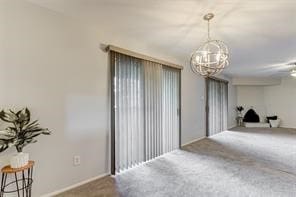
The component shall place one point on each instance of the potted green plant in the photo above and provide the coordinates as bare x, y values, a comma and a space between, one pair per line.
20, 132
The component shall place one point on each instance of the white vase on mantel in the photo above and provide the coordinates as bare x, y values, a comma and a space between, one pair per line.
19, 160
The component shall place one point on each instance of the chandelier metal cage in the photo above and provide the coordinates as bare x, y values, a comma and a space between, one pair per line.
210, 58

• **AIM**
Can you write out all the records again with "photo" switched to "image" everywhere, keeping everything else unchanged and omitting the pictures?

• **RESULT OF THIS TASK**
The component shall place one point on each instance of the potted green plant in the image above and provide the coordinates as bare x, y values, a comma and a space between, one pair per line.
20, 132
The component shall place one point on each instance of the white vase on mantel in the image above and provide the coordinates as bare x, y values, a comma and a space between, one pair per line.
19, 160
The component shall place one point on each instance of the chandelier metal cage in the image above and provide the coordinates as bare x, y values, a comma and a space between, one pair per line.
210, 58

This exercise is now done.